══ SELECTED EXCERPT ══

# Please help me save my marraige!



## kness810 (Jun 5, 2009)

I'm so sorry for this long explanation but I know details are important, please don't be too lazy to read, I really need your help.

Hey everyone, my name is Kristin, I'm new here. I'll get right to the point, my husband and I have been together for 6 1/2 years, since I was only 14 years old (only married for 10 months)... Please don't say we got married too young, yeah yeah yeah...

We have both broken each others' hearts in the past, he's messed around a couple of times but that was the old him, not my husband. The only reason I brought that up is because sometimes I wanna point out that hey, "you weren't perfect either" but even though he shoves my past mistakes in my face, two wrongs don't make it right, so I try not to bring up his past. But I have hurt him a few times. I have never "cheated", but I broke it off a few times in past years (when we were younger) so that I could party and I have stupidly slept with other ppl during our breakup. I use to lie to him a lot to keep myself out of trouble. 

2 years ago, I realized that no matter how much partying I do and how many new people I meet, KENNY (husband), is the one only one who deserves my love and I got back with him. 

We were happily together again for a year when we finally tied the knot. Since then everything has been perfect, and I've been a good girl. He's my BEST friend, my entire life, everything I do in life is based around him, no lie. A few days ago, I screwed it all up. My doctor has put me on birth control pills because I have a condition called PCOS that affects my fertility, menstrual cycle, lowers my female hormones and increasing male hormones. These pill have increased my female hormones, and I have not felt this way in years. I feel more feminine, emotional, affectionate, social, and sexual. He has been working a lot on a new computer business and hasn't had much of a sex drive. I know I have been clingy and annoying but I just wanted attention. Anyways, I won't use the pills as an excuse to make it ok, I know it was wrong, but I got attention from somewhere else. I did not sleep with, or even meet anyone else, but I was talking online to a couple of men. I was talking sexual with these guys because I just wanted some type of sexual attention. I swear on my life that I had no plans on meeting these guys, I have not, and would not EVER cheat on him. I'm not blaming this on my husband, he has been so good to me, just busy I guess. He finally gained trust in me 100% again, our relationship was perfect. But he knows me like the back of his hand and noticed I have been acting strange. He asked me if something was going on, but I denied it, just like I always use to when I would do stupid things like stay out late with friends and lie to him, sugar coating things. So, he decided to find out for himself and did some snooping. Busted. Messed up thing is, a few hours before I talked to him, I was thinking to myself "how could you do this to Kenny, you have been such a good wife, why are you screwing up now?" I was trying to find a way to tell him, but he found out the hard way.

═══

COMPLETE THE FOLLOWING =>
a – Transcribe the marriage forum post from "I'm so sorry" to "yeah yeah yeah...".
b – Answer these questions using the marriage forum post:
(i) How long had the writer been married when she posted?
(ii) What has the husband been working on?
(iii) What did the husband do after the writer denied that anything was going on?
c – Write the next part of the marriage forum post, beginning after its final sentence.

══ ENTRIES SUPPLIED ══

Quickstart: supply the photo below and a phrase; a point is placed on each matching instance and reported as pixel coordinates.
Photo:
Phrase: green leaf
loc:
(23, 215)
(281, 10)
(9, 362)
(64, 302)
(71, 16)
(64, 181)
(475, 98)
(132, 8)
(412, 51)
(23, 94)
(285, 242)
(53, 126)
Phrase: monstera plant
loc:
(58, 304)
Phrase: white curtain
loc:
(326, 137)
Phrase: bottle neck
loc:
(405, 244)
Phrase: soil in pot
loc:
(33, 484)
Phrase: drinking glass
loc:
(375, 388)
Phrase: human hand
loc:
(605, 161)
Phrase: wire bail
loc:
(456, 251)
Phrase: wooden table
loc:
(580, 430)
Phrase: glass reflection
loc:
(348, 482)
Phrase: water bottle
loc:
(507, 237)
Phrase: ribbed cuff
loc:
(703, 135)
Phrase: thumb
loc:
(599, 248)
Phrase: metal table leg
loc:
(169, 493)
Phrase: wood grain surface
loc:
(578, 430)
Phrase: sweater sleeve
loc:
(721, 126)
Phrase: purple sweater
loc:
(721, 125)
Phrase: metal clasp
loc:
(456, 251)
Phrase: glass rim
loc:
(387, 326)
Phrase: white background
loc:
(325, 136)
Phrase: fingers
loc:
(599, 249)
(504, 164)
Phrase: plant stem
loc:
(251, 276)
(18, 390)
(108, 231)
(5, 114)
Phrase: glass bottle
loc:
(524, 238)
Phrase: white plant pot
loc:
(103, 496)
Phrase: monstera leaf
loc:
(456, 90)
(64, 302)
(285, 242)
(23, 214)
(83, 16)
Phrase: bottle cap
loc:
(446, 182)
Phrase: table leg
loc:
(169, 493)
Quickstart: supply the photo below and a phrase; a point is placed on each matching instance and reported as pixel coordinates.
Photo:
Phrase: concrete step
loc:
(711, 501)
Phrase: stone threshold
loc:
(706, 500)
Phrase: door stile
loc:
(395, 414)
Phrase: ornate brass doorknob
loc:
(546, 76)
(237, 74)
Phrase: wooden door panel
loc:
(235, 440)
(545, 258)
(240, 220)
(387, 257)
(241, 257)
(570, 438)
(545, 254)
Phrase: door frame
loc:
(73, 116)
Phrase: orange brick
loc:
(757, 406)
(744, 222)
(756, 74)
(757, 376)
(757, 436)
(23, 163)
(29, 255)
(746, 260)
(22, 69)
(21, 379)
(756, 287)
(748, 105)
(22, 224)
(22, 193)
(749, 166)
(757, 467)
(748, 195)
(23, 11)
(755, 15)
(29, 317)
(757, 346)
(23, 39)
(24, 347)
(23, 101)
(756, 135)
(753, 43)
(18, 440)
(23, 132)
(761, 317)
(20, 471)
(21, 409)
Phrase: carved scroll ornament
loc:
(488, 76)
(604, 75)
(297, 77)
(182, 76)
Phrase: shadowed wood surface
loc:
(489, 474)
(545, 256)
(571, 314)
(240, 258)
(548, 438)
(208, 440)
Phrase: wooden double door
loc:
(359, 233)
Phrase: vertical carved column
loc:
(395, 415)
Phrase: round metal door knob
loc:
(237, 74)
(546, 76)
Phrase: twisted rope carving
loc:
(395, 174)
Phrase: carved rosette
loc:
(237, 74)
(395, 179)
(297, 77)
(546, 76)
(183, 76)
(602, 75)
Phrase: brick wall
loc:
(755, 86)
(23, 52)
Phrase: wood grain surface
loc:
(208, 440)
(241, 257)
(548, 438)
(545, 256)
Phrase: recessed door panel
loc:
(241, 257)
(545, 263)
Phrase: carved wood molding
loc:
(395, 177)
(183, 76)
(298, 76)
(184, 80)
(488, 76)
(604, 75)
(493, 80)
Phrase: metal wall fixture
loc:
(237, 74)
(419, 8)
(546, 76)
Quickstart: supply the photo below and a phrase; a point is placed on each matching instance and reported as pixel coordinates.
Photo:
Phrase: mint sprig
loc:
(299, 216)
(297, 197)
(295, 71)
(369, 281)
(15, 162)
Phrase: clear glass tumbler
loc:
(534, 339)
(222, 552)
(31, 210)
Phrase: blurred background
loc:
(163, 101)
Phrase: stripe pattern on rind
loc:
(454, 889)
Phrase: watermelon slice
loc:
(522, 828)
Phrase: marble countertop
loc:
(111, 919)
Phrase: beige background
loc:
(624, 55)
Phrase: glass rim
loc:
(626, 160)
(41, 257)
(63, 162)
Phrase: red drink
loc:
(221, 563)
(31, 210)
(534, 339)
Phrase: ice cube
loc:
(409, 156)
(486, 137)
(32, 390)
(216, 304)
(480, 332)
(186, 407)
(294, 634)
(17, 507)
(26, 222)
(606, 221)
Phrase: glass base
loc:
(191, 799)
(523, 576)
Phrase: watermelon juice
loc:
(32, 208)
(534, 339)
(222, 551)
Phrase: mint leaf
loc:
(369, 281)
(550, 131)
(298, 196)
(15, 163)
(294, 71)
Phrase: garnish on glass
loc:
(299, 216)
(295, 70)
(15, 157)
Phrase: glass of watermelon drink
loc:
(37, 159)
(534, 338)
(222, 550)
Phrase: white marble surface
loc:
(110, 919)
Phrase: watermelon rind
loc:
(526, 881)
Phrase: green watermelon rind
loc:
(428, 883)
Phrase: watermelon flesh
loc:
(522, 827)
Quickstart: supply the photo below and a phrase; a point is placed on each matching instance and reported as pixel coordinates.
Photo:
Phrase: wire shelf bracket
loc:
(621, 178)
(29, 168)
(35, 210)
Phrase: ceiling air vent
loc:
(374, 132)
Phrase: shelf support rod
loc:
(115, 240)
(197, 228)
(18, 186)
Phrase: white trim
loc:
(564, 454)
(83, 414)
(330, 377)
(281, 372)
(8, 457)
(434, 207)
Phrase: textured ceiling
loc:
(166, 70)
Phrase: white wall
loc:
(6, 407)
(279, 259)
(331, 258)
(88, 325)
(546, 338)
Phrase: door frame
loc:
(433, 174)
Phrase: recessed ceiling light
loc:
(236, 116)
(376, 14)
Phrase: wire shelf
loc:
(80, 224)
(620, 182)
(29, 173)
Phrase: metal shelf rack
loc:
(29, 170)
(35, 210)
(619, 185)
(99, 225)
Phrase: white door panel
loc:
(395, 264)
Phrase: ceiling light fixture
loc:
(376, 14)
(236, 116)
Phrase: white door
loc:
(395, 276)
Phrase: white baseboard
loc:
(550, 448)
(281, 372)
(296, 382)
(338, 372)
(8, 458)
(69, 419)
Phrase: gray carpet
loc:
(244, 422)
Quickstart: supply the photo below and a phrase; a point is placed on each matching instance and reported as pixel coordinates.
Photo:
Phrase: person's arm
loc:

═══

ANSWERS IN ORDER =>
a –
I'm so sorry for this long explanation but I know details are important, please don't be too lazy to read, I really need your help.

Hey everyone, my name is Kristin, I'm new here. I'll get right to the point, my husband and I have been together for 6 1/2 years, since I was only 14 years old (only married for 10 months)... Please don't say we got married too young, yeah yeah yeah...

b –
(i) 10 months
(ii) A new computer business
(iii) He decided to find out for himself and did some snooping.

c –
Now, he wants a divorce. I'm sure he would work it out with me if I hadn't broken his trust so many times before. But what I wish he would realize is that those times before, I was a stupid wild kid. Now I'm a good wife for the most part, I haven't done ANYTHING behind his back, not even the simplest of mistakes since we've been back together. I have always tried to sugar coat things or blame them on him, but this is the first time I've accepted responsibility for my foolish actions, I had no defense, all I could say was I'm sorry. He knows I'm sorry and that I love him. He just don't think he can trust me again because of the number of screw ups. I know I'm a different person than I was in the past, I've just been craving attention lately and slipped. I AM sorry, so so sorry and it kills me not only to think about my life without him, but to know I have hurt him. We grew up together, I don't remember life without him and every decision I've made becoming and adult (college, jobs, homes, etc) has been for HIM. He's suppose to be my future, I want to grow old with him. He really truly is a party of me, my whole heart. But he has such deep scars because of me now.

How can I fix this? He wants me to come and get my things tomorrow, there's no way I can do that! I would gladly come home to talk or work things out but I can't handle the pain of removing my things from our home and leaving him behind. Please, I need help and advice on how I can get him to forgive me, and how to better myself, how to not be so needy. Do you think this is cause for a divorce or is it something he should try to work out with me? I believe our love and marriage is strong, how can I show him how sorry I am and gain his trust, yet again?

Thank everyone!


----------



## Initfortheduration (Dec 12, 2008)

First off, when you broke up with him b4, did you already have a guy in mind that you wanted to hook up with?

You say that you are a good wife. You have been married for 10 months and were having cyber sex.

You knew that if you had gone to your husband and told him out right "honey, this pill is making me super horny and I don't want to stray so YOU HAVE TO MAKE LOVE TO ME MORE!" that he would have understood.

Because you cheated b4. and you did cheat b4. Even if you broke up to do it. Along with these incidents, make you a serial cheater. That is why he wants a divorce. He can't trust you. And more over, you know he can't trust you.


OK enuf 2x4s. Tell him you will give him a divorce, but that you are asking him to wait 6 months. The experts say to give it that long, so as you are not making life changing decisions in the heat of the moment. NEXT, get into some individual counseling, show him that you want to change. Two points you must not do.

NEVER, TELL HIM THAT THIS WAS ANYONES FAULT BUT YOURS. THAT MEANS DON'T BLAME THE F***ING PILL FOR IT.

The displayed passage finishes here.